### 任务要求 A
复述下面关于链表最大连续节点和的文本中的一段，从包含“last = last->next;”的文字开始，到“(head->next == NULL)”结束，一字不改。

### 提取文本
给定链表中的最大和连续节点
给定一个链表,任务是找到任何连续节点的最大和。
例子:
Input: -2 -> -3 -> 4 -> -1 -> -2 -> 1 -> 5 -> -3 -> NULL
Output: 7
4 -> -1 -> -2 -> 1 -> 5 is the sub-list with the given sum.
Input: 1 -> 2 -> 3 -> 4 -> NULL
Output: 10
方法:本文已经讨论了 Kadane 算法在数组上工作以找到最大子数组和,但它也可以修改为在链表上工作。由于 Kadane 的算法不需要访问随机元素,因此它也适用于线性时间的链表。
下面是上述方法的实现:
C++
// C++ implementation of the approach
#include
using namespace std;
// A linked list node
class Node {
public:
int data;
Node* next;
};
/* Given a reference (pointer to pointer) to the head
of a list and an int, appends a new node at the end */
void append(Node** head_ref, int new_data)
{
// Allocate node
Node* new_node = new Node();
Node* last = *head_ref; /* used in step 5*/
// Put in the data
new_node->data = new_data;
/* This new node is going to be
the last node, so make next of
it as NULL*/
new_node->next = NULL;
/* If the Linked List is empty,
then make the new node as head */
if (*head_ref == NULL) {
*head_ref = new_node;
return;
}
// Else traverse till the last node
while (last->next != NULL)
last = last->next;
// Change the next of last node
last->next = new_node;
return;
}
// Function to return the maximum contiguous
// nodes sum in the given linked list
int MaxContiguousNodeSum(Node* head)
{
// If the list is empty
if (head == NULL)
return 0;
// If the list contains a single element
if (head->next == NULL)

### 任务要求 B
挑出下方记录中所有含字符串“human”的行，原样列出；大小写须一致。

### 所给数据
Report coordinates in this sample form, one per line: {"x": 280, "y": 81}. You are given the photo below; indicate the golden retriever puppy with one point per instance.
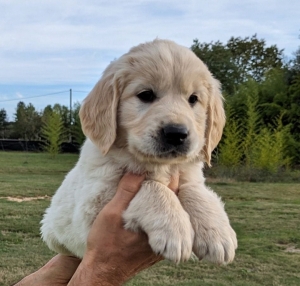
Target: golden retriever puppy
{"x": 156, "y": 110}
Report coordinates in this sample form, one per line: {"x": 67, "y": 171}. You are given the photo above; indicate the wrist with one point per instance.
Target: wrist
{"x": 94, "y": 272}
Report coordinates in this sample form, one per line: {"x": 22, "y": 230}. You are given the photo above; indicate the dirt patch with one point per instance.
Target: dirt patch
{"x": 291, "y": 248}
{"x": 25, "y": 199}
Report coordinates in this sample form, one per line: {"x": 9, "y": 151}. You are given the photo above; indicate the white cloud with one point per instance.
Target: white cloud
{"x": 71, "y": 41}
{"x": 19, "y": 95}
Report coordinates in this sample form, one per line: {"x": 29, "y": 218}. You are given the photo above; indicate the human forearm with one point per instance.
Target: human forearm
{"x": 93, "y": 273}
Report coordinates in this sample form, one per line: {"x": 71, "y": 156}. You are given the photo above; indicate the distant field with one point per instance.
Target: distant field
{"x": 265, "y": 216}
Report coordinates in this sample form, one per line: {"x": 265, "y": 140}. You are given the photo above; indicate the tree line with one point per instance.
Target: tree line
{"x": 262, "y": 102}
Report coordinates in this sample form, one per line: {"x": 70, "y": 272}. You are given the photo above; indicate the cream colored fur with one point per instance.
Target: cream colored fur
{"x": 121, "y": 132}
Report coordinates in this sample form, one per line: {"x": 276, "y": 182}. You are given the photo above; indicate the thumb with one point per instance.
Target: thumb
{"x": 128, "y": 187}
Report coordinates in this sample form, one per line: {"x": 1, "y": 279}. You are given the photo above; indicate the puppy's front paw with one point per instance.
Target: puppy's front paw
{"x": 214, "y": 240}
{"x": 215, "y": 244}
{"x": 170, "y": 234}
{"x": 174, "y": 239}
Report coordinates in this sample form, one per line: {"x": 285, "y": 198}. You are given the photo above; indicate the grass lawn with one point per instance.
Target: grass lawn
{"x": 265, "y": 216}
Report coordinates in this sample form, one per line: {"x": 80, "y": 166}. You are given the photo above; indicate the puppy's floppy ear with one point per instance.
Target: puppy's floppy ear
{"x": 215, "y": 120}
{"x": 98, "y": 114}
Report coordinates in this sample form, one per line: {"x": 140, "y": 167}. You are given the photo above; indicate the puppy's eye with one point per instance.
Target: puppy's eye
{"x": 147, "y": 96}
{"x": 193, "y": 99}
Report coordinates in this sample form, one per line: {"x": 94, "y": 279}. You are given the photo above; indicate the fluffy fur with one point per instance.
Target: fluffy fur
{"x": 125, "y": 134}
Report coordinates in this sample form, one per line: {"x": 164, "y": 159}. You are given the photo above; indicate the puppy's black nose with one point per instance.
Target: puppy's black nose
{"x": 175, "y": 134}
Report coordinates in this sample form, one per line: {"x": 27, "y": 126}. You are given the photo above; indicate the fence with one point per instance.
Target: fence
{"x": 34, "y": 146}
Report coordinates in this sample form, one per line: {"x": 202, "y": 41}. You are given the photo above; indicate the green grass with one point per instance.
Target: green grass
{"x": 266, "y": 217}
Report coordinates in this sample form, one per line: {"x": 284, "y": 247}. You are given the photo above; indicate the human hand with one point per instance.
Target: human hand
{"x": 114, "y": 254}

...

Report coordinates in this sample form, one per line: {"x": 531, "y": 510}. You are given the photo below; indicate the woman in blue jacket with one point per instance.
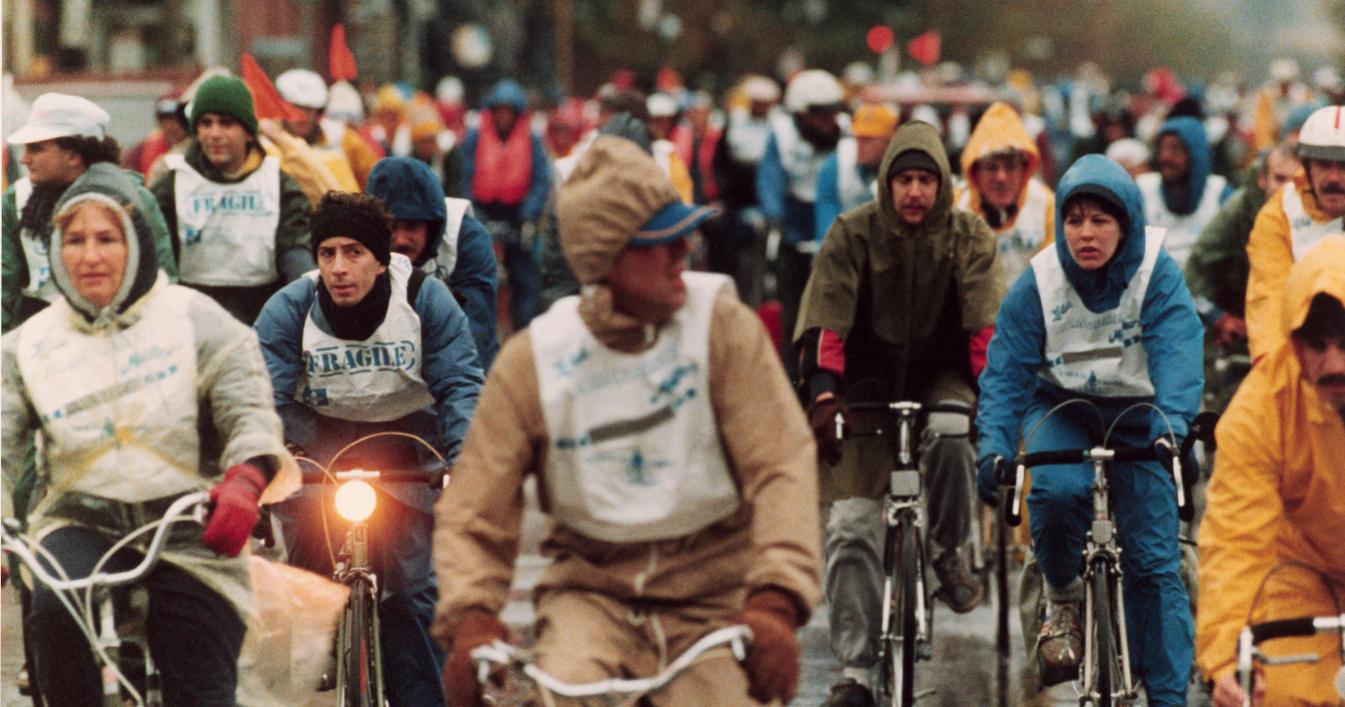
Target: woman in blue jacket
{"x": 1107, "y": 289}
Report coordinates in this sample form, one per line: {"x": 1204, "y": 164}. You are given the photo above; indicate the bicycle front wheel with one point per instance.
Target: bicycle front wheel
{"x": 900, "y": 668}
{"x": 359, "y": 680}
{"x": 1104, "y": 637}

...

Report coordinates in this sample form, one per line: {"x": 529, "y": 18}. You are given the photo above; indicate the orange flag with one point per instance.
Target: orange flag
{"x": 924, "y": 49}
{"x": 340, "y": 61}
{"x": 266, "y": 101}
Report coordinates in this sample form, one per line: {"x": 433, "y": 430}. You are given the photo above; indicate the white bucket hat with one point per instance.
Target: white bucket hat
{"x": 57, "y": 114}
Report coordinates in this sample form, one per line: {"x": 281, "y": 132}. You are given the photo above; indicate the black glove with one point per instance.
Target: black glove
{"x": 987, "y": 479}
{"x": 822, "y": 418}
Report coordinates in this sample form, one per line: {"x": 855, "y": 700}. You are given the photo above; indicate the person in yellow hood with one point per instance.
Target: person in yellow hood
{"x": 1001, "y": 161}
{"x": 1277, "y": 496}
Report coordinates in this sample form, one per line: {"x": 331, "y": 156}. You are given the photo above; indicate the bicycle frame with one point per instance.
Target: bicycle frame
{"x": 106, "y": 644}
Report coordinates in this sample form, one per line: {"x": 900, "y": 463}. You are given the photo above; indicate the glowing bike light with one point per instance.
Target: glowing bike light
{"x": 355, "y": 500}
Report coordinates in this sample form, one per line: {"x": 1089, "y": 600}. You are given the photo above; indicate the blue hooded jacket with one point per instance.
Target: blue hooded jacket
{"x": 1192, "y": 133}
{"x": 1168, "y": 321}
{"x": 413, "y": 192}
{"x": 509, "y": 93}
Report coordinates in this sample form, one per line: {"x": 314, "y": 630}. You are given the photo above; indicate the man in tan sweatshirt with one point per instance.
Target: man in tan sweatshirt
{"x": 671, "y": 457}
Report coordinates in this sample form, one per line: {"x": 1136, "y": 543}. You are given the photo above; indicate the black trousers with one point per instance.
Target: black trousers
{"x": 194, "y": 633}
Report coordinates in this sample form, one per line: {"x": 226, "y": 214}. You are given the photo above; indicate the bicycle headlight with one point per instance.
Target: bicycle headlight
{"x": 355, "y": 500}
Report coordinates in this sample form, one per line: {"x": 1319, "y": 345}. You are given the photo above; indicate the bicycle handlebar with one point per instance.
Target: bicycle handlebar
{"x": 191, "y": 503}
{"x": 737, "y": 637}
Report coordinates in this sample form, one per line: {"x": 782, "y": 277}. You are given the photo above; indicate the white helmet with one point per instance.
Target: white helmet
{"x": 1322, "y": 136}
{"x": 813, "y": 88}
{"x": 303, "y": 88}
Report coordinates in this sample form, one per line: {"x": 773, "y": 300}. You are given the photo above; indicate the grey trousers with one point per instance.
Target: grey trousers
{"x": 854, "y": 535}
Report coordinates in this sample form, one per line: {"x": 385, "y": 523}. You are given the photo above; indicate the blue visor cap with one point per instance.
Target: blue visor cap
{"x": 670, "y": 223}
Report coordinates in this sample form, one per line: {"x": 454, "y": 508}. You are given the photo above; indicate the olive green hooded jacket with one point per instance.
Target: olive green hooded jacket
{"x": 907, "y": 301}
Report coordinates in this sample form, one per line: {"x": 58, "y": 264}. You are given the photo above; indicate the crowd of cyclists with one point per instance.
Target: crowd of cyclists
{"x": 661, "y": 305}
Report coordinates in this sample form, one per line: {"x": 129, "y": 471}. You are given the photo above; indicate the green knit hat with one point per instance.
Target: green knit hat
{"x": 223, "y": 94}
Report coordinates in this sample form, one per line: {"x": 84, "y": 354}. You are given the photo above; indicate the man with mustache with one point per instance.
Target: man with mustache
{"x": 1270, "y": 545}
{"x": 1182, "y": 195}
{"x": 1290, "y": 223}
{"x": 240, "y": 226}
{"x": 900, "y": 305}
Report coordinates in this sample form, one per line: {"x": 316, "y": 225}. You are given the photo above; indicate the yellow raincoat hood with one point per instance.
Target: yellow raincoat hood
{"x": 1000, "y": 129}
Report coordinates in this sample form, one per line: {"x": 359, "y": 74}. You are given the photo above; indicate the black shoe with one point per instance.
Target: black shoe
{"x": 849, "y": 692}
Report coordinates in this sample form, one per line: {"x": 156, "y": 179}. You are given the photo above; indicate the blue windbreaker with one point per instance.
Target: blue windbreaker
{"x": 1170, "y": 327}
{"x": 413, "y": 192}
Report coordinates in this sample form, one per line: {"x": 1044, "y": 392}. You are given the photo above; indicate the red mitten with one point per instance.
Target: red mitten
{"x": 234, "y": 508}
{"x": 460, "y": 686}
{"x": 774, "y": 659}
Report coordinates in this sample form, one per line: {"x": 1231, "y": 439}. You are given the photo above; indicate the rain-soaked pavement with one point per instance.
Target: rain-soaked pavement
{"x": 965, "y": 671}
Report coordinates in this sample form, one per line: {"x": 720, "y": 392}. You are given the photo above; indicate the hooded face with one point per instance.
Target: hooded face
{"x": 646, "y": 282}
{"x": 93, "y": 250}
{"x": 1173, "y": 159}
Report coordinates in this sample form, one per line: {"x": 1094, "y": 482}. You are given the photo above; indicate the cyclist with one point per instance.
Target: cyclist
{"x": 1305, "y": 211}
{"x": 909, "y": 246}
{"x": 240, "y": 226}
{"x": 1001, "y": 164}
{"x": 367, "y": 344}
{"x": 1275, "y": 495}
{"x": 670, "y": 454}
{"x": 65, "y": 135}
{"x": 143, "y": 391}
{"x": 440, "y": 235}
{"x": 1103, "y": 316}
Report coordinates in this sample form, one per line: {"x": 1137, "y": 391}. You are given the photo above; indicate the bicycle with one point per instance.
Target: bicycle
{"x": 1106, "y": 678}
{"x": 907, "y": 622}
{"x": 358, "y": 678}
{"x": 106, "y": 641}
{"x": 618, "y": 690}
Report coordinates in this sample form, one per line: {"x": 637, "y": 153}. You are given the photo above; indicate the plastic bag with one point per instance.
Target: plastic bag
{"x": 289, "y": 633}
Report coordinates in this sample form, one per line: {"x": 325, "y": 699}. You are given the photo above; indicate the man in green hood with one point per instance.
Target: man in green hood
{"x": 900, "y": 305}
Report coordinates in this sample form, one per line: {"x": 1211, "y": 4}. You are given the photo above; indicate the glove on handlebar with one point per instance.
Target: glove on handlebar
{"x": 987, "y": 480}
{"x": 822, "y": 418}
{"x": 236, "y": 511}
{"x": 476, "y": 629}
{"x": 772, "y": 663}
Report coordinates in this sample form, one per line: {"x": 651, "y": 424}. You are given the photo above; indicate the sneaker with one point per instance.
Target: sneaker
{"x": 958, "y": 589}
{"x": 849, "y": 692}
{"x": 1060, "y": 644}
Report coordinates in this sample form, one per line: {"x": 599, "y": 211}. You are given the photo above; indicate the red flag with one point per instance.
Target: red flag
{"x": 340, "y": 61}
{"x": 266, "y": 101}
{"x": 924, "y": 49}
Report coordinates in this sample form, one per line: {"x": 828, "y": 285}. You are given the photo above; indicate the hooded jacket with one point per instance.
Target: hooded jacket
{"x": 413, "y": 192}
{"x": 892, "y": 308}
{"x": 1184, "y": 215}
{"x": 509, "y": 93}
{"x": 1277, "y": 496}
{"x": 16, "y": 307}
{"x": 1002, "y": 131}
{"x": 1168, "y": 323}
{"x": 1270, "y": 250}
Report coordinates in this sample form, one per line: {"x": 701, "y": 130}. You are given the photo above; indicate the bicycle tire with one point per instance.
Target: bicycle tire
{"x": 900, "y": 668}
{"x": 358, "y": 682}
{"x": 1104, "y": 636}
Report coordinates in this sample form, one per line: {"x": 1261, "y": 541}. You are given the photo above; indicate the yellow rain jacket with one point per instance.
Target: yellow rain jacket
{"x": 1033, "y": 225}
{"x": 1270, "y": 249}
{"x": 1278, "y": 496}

### 书面回答 A
last = last->next;
// Change the next of last node
last->next = new_node;
return;
}
// Function to return the maximum contiguous
// nodes sum in the given linked list
int MaxContiguousNodeSum(Node* head)
{
// If the list is empty
if (head == NULL)
return 0;
// If the list contains a single element
if (head->next == NULL)

### 书面回答 B
Report coordinates in this sample form, one per line: {"x": 29, "y": 218}. You are given the photo above; indicate the human forearm with one point per instance.
Target: human forearm
Report coordinates in this sample form, one per line: {"x": 284, "y": 247}. You are given the photo above; indicate the human hand with one point per instance.
Target: human hand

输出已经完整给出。